Trecho selecionado:
________________
Quadrinhos e cinema são dois temas fundamentais aqui, no Bloggallerya. Portanto, vamos dar início a uma série de artigos focados no encontro entre as duas mídias.
Adaptações de HQs para o cinema tornaram-se praticamente um subgênero hollywoodiano de uns tempos para cá – mais propriamente dizendo, desde o início do novo milênio. Também pudera, um encontro entre as duas formas de expressão sempre pareceu propenso. Afinal, as semelhanças entre a sétima e a nona arte vão muito além do óbvio fato de ambas associarem o texto à imagem.
________________
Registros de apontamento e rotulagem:
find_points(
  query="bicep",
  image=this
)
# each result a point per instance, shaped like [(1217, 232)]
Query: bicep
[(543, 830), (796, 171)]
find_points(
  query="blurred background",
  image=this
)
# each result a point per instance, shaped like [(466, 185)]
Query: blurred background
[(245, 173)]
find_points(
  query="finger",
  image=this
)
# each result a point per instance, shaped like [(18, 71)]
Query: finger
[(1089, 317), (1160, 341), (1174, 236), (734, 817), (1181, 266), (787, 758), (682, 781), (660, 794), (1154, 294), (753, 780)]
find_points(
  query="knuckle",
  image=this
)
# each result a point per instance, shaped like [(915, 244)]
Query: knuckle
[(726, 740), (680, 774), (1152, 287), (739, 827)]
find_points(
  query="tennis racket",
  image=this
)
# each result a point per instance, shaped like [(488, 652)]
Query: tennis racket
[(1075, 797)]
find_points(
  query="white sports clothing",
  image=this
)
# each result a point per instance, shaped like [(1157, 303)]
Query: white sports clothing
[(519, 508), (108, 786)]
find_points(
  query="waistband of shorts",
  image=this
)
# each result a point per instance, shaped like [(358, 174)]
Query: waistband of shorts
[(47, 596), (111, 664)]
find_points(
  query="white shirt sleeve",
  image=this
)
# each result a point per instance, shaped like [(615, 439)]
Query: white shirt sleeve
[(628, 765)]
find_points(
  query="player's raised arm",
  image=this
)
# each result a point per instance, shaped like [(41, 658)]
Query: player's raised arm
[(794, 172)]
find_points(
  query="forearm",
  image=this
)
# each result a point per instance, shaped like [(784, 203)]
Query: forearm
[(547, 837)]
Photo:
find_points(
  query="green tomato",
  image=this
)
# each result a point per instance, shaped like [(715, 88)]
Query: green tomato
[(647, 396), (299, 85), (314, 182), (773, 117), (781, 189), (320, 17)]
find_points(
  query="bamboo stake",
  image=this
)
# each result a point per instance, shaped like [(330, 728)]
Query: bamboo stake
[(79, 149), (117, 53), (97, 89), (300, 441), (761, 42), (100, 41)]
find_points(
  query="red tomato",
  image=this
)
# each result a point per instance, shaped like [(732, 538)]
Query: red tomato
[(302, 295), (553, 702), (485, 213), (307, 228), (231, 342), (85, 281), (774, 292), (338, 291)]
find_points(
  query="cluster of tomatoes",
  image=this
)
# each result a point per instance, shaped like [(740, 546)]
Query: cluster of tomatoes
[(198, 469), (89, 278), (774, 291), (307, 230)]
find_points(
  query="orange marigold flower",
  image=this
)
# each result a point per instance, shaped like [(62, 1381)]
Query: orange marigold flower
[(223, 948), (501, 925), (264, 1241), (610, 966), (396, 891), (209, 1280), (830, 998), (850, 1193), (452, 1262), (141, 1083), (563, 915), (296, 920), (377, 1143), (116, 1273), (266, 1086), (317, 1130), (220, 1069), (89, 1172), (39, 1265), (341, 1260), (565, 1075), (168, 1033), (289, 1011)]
________________
Atividades propostas:
- 1) Responda com base no texto sobre quadrinhos e cinema:
(a) Qual é o nome do blog mencionado?
(b) Desde quando as adaptações de HQs se tornaram praticamente um subgênero hollywoodiano?
(c) Que fato óbvio as duas artes têm em comum, segundo o texto?
- 2) Reproduza fielmente o trecho do texto sobre quadrinhos e cinema que vai de "Quadrinhos e cinema" até "texto à imagem.".
- 3) Dê continuidade ao texto sobre quadrinhos e cinema a partir do ponto em que ele termina.

Respostas esperadas:
- 1)
(a) Bloggallerya.
(b) Desde o início do novo milênio.
(c) Ambas associam o texto à imagem.

- 2)
Quadrinhos e cinema são dois temas fundamentais aqui, no Bloggallerya. Portanto, vamos dar início a uma série de artigos focados no encontro entre as duas mídias.
Adaptações de HQs para o cinema tornaram-se praticamente um subgênero hollywoodiano de uns tempos para cá – mais propriamente dizendo, desde o início do novo milênio. Também pudera, um encontro entre as duas formas de expressão sempre pareceu propenso. Afinal, as semelhanças entre a sétima e a nona arte vão muito além do óbvio fato de ambas associarem o texto à imagem.

- 3)
Tanto as histórias em quadrinhos quanto o cinema se desenvolveram no auge da indústria cultural, fabricados como produtos de massa. E tanto uma quanto a outra foram alvo de preconceito em seus primórdios. Os quadrinhos eram vistos como uma arte menor e considerada leitura fácil por muitos, inclusive por educadores, devido à associação entre verbalidade e imagem. Muitos nutriam o raciocínio equivocado de que se um livro possui figuras não compreende uma leitura realmente desafiadora. De qualquer forma, foi com esse preconceito que os quadrinhos foram tratados durante muito tempo. Com o surgimento dos super-heróis, então, muitos intelectualóides alegaram que HQs se restringiam a narrativas pueris. Já o cinema foi marginalizado por se tratar de um meio de entretenimento que objetivava o lucro. Não ajudava o fato de os primeiros filmes serem tão triviais. O cinema era uma criação inovadora em si, mas a temática das projeções pioneiras eram corriqueiras e banais.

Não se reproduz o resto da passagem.